─── Supplied material
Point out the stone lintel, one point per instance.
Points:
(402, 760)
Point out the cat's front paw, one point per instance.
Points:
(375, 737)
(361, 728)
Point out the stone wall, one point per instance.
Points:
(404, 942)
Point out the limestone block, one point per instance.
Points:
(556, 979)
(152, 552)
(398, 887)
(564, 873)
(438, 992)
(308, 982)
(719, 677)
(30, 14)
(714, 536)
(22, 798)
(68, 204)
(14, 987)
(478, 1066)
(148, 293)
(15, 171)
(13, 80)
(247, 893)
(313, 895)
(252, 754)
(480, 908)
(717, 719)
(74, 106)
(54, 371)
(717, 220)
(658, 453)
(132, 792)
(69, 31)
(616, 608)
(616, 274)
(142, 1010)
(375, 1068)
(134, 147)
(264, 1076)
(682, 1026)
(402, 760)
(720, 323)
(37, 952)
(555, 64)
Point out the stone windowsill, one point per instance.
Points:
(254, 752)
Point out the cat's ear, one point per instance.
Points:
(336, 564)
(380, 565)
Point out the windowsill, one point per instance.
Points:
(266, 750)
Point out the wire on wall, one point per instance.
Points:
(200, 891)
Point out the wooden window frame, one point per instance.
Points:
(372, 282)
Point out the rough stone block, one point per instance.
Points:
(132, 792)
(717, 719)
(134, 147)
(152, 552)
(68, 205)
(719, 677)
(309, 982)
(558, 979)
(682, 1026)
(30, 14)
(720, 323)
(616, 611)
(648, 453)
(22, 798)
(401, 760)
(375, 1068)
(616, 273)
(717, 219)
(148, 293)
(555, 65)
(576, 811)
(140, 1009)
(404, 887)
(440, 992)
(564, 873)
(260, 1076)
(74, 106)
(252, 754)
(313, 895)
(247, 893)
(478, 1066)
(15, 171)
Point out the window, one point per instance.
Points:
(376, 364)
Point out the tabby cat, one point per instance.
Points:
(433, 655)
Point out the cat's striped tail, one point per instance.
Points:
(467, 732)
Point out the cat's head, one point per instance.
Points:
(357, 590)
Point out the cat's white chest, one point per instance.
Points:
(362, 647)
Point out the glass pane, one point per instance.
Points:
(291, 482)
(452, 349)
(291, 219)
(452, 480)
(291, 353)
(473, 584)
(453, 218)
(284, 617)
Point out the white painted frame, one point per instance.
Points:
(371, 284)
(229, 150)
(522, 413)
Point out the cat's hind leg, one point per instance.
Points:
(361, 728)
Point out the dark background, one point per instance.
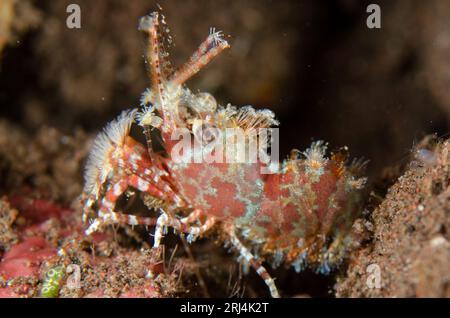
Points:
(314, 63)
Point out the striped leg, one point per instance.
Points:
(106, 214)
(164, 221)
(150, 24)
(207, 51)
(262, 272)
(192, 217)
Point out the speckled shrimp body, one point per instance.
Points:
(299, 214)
──────
# Task
All of the entries above should be retyped exactly, with the pictures left out.

# Answer for the task
Point out the stone lintel, one point per instance.
Points:
(402, 760)
Point out the cat's front paw, one point per instance.
Points:
(375, 737)
(361, 728)
Point out the stone wall, one point per instance.
Points:
(404, 942)
Point out the limestone block, one point per instance.
Points:
(556, 979)
(152, 552)
(398, 887)
(564, 873)
(438, 992)
(308, 982)
(719, 677)
(30, 14)
(714, 536)
(22, 798)
(68, 204)
(14, 987)
(478, 1066)
(148, 293)
(15, 171)
(13, 80)
(247, 893)
(313, 895)
(252, 754)
(480, 908)
(717, 719)
(74, 106)
(54, 371)
(717, 220)
(658, 453)
(132, 792)
(69, 31)
(616, 608)
(616, 274)
(142, 1010)
(375, 1068)
(134, 147)
(264, 1076)
(682, 1026)
(402, 760)
(720, 323)
(37, 952)
(555, 64)
Point out the stone windowsill, one point per instance.
Points:
(254, 752)
Point out the cat's ear, one point per instance.
Points:
(336, 564)
(380, 565)
Point out the windowsill, one point per instance.
Points:
(266, 750)
Point out the wire on wall, one point per instance.
Points:
(200, 891)
Point out the wooden window frame, one point per instance.
Points:
(372, 282)
Point out the rough stone block, one point per instance.
Points:
(132, 792)
(717, 719)
(134, 147)
(152, 552)
(68, 205)
(719, 677)
(309, 982)
(558, 979)
(682, 1026)
(30, 14)
(720, 323)
(616, 611)
(648, 453)
(22, 798)
(401, 760)
(375, 1068)
(616, 273)
(717, 219)
(148, 293)
(555, 65)
(576, 811)
(140, 1009)
(404, 887)
(440, 992)
(564, 873)
(260, 1076)
(74, 106)
(252, 754)
(313, 895)
(247, 893)
(478, 1066)
(15, 171)
Point out the window, one point per instance.
Points:
(376, 364)
Point out the tabby cat, one point per instance.
Points:
(433, 655)
Point out the cat's striped tail, one point per instance.
Points:
(467, 732)
Point out the cat's head, one point per instance.
Points:
(357, 590)
Point out the cat's white chest, one point per instance.
Points:
(362, 647)
Point out the glass pane, one point per instance.
Points:
(291, 482)
(452, 349)
(291, 219)
(452, 480)
(291, 353)
(473, 584)
(453, 218)
(284, 617)
Point out the white painted frame, one point per instance.
Points:
(371, 284)
(229, 150)
(522, 413)
Point out the cat's hind leg, one point per instance.
Points:
(361, 728)
Point out the dark background, one point per instance.
Points:
(314, 63)
Point out the striped leg, one point per instance.
Points:
(106, 214)
(164, 221)
(150, 24)
(207, 51)
(262, 272)
(192, 217)
Point out the speckled shrimp body, one point per instance.
Points:
(299, 214)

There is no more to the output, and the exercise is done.